### [PROBLEM TO SOLVE]
Answer these questions from the mailing-list post below about food kept on hand:
(a) How many weeks of food and water does California recommend?
(b) In what city did the late Robert Bradbury live?
(c) Which aircraft does the writer think could airlift supplies into Moffett Field?
─── DOCUMENT EXCERPT ───
[ExI] Food on hand was note from a foaf

spike spike66 at att.net
Sun Mar 20 16:31:52 UTC 2011


>... On Behalf Of Keith Henson
>...Subject: [ExI] Food on hand was note from a foaf

On Sun, Mar 20, 2011 at 5:00 AM,  Eugen Leitl <eugen at leitl.org> wrote:

snip

>> Apart from doomers, and strange cults, I doubt anyone has more than a 
>> couple days worth of food in the larder anywhere in the western world.

>...That's actually a very interesting question.  I know people who store as
much as a year, and some people who (at least in the past) ate out all the
time and had *no* food at home whatsoever...

Hey, it's a bachelor thing.  Before I was married I wasn't sure what a
refrigerator was for.  I can assure the skeptical: it is possible to live
off of fast food indefinitely with no apparent health effects, with the
following assumptions: the devourer is young and indestructible, and
secondly, two meals a day.

>...Bizarre to open a refrigerator and see one lonely can of soda pop...

Although I never visited him in Seattle, I have heard rumors that the late
Robert Bradbury's refrigerator contained some marginally identifiable
comestibles along with a number of unidentified apparent biology
experiments, none of which were actually labeled as such.  Apparently he
knew what he was studying, but if he discovered any anti-aging treatments in
there, we have not discovered the documentation.

>...California's recommendation is two weeks of food and water because they
figure it will take that long for outside help to get into the worst hit
areas...

I actually now think we could airlift survival-level supplies into Moffett
Field with C-130s enough to restore overpasses and water pipes.  It will be
expensive, but high-bucks areas like Santa Clara county will be OK.  An
important survival aspect is that a local disaster doesn't affect one's bank
account, even if the local bank is shaken to a pile of rubble.  On the other
hand, if Libya uses its copious oil money to get revenge on Britain, France
and the US with a powerful nuclear EMP thump.  If that ruins extensive
electronic networks.  Then everyone is broke as well as hungry.  That would
be orders of magnitude greater catastrophe than any earthquake and tsunami
could ever do.
─── EXCERPTED DATA ───
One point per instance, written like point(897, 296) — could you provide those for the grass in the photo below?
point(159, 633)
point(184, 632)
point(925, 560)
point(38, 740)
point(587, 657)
───
### [RESPONSE]
(a) Two weeks.
(b) Seattle.
(c) C-130s.